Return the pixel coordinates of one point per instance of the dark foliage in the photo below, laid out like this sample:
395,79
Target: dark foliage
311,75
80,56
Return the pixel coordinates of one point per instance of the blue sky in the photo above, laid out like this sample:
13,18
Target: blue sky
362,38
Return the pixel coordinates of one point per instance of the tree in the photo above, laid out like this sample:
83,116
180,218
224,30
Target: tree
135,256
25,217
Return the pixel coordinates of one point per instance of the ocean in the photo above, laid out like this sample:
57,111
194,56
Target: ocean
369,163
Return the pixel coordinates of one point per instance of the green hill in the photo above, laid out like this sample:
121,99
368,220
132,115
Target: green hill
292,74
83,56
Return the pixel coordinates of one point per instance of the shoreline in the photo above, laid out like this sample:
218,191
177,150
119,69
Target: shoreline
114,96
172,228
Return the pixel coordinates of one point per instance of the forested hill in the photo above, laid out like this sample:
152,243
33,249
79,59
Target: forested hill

● ● ●

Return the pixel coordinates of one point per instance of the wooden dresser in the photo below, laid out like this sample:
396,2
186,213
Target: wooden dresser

● ● ●

**INSTRUCTIONS TO FOLLOW:**
Take the records starting with the line with "of the wooden" and going on through the line with "Target: wooden dresser", and write those lines out again with "wooden dresser" swapped for "oak cabinet". Leave everything else in them unchanged.

**WRITTEN SOLUTION:**
Return the pixel coordinates of one point per instance of the oak cabinet in the photo below, laid out like this sample:
396,2
186,213
Target: oak cabinet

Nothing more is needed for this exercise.